Selection ->
Cosmo 0.7 Backend Change Proposals
The following list is ordered by importance to 0.7, with the items at the end really being post-0.7 nice-to-have features.
Time Range Index/Query Refacoring
Currently Cosmo expands recurring events and indexes each occurrence. The advantage of this is that it makes time-range searches very fast as the expansion is only done once, at creation time. But, this can result in a ton of data indexed (slow event creation/update times) and it means Cosmo can't really handle infinite recurring events really well. The hack to handle recurring events with no end date is to only index instances up until the end of 2008. This means if you use Cosmo UI and fast forward a couple of years to view your event in 2009...sorry out of luck.
Can we solve this by clever indexing of recurring events so that we don't have to expand them? Probably not, because Cosmo currently supports arbitrary recurrence and exception rules (as defined in the icalendar spec). But we can come up with a hybrid approach.
We determined that we can't really index each recurrence because there can be infinite recurrences. Instead, the index for an event can look like:
| index column || purpose |
| dtstart || Indexes the start date/time of the event (DTSTART) in either UTC or floating date/time |
| dtend || Indexes the end date/time of the event (DTEND) in either UTC or floating date/time. For recurring events, this will be the end date/time of the last occurrence. If it is an infinite recurring event, then the value will be a constant date/time that represents infinity (something like 30300101) |
| isFloating || true/false if the event is floating or not |
| isRecurring || true/false if the event is recurring or not |
This means there will be a single index row per event.
The algorithm for a time-range query would look something like:
- Use time range index to retrieve all events that may occur in the specified range. This is a first pass, and we can't return this list because there may be recurring events that may or may not occur.
- For each event returned in the initial query, prune recurring events that do not occur in the specified time range. This means for each recurring event in the returned set, expand the rules/exception rules/ etc and if it is determined that the event does not occur in the time range specified, remove from the list.
- Return this pruned list.
The first thing to notice is this algorithm will be slower than the current time-range query algorithm because of the expansion that has to be done on the fly. But, creation/update times will be faster and we may be able to help increase query times by clever caching.
Performance and Scalability
Due to all the recent model changes, we need to spend some time examining server performance. This includes first coming up with a set of metrics to measure performance and then some time testing to determine bottlenecks/problems and time to fix these problems.

What the exercise asks ->
Repeat word for word the part of the Cosmo 0.7 proposal that begins at the words "The algorithm for" and stops after "from the list.". The rows come from a separate source, unrelated to the Cosmo 0.7 proposal.

Entries ->

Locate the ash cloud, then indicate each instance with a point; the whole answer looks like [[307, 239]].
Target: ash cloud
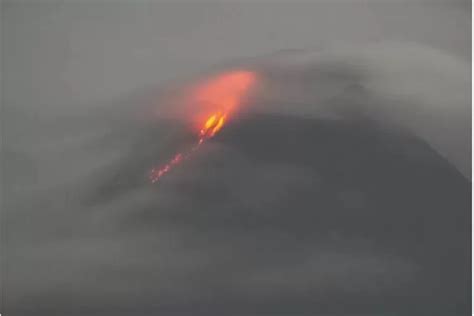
[[333, 194]]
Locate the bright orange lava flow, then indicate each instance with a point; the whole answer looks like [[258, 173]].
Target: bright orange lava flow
[[216, 100]]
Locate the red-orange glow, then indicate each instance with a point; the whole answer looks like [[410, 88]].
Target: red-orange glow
[[219, 97], [211, 103]]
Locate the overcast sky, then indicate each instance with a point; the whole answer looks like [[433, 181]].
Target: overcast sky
[[323, 201]]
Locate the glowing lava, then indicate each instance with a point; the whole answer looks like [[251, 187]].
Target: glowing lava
[[211, 104]]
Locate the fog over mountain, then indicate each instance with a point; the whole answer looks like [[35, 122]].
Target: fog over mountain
[[342, 187]]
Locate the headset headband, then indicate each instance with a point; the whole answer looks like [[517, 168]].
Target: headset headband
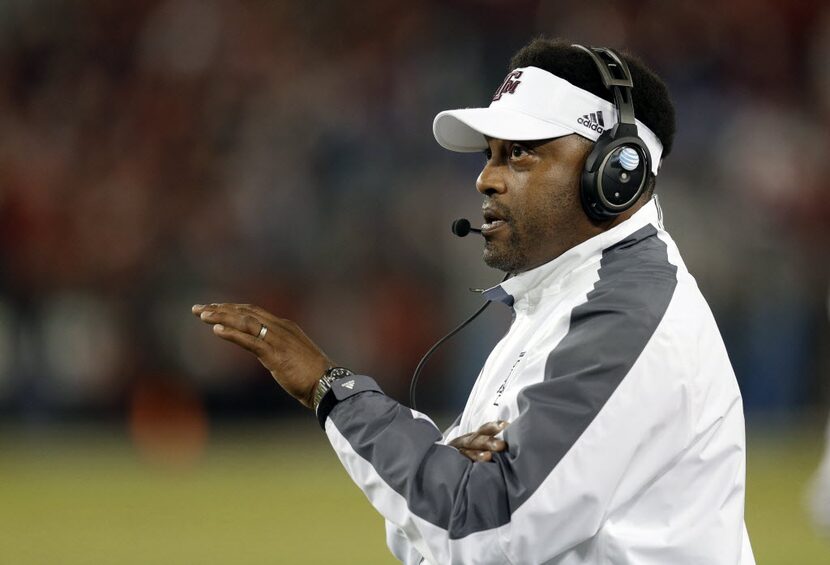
[[616, 77]]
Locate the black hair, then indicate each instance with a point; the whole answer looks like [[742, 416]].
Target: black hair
[[652, 104]]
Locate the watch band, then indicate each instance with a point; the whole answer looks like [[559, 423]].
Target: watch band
[[325, 382]]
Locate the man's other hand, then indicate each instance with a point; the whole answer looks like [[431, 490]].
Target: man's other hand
[[482, 443], [295, 362]]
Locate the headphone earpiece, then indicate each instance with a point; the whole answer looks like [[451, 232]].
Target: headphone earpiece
[[615, 176], [617, 168]]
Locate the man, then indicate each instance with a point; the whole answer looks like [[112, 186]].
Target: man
[[620, 424]]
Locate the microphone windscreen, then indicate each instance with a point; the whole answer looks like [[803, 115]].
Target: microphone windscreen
[[461, 227]]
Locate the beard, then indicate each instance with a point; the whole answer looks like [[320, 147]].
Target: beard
[[506, 255]]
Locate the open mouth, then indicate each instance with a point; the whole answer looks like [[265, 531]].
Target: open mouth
[[493, 220]]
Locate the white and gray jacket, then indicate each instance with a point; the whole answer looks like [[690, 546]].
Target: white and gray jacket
[[626, 435]]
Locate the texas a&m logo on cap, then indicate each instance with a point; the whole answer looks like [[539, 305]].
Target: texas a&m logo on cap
[[509, 85]]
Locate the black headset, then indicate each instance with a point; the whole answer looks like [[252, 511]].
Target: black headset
[[617, 168]]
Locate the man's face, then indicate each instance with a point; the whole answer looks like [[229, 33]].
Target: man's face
[[532, 208]]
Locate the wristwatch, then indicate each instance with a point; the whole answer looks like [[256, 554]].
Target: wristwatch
[[325, 382]]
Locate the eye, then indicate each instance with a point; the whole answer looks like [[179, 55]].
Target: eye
[[518, 151]]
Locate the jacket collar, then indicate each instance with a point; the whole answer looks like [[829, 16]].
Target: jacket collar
[[527, 288]]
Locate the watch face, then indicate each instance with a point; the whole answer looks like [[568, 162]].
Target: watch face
[[338, 372]]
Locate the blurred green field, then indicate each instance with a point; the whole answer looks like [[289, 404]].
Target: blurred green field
[[274, 494]]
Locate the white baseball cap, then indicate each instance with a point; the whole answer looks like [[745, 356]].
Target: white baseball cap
[[534, 104]]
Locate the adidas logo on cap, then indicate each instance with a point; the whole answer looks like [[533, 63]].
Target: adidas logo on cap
[[593, 121]]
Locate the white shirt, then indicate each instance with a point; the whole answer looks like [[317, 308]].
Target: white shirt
[[626, 435]]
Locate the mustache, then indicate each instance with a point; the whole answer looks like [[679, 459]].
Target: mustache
[[502, 211]]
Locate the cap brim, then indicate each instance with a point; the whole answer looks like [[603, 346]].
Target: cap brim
[[464, 130]]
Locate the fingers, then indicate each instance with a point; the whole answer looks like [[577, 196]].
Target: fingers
[[492, 428], [474, 445], [240, 338], [232, 319], [476, 456]]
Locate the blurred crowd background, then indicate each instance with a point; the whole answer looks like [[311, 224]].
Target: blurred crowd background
[[160, 153]]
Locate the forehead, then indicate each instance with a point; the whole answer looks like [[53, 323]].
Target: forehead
[[542, 145]]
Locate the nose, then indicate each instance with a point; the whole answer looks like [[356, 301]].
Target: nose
[[491, 179]]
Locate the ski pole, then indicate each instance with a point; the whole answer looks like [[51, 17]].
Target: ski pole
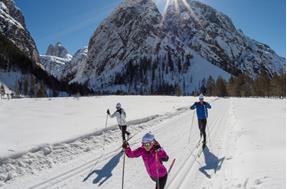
[[156, 164], [171, 165], [191, 127], [123, 172], [91, 171]]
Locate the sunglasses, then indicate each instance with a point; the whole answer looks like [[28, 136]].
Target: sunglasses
[[147, 144]]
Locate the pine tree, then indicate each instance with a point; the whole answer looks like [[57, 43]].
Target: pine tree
[[2, 91], [221, 90], [210, 86]]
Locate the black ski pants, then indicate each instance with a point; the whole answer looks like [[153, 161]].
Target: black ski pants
[[202, 128], [161, 181], [123, 128]]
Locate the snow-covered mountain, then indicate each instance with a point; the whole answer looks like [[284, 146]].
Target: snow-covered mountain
[[59, 63], [130, 53], [12, 27], [55, 60], [75, 68], [20, 69], [58, 50], [214, 36], [138, 50]]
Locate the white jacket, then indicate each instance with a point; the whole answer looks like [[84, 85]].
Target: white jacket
[[121, 117]]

The reply ->
The algorithm for a time-range query would look something like:
- Use time range index to retrieve all events that may occur in the specified range. This is a first pass, and we can't return this list because there may be recurring events that may or may not occur.
- For each event returned in the initial query, prune recurring events that do not occur in the specified time range. This means for each recurring event in the returned set, expand the rules/exception rules/ etc and if it is determined that the event does not occur in the time range specified, remove from the list.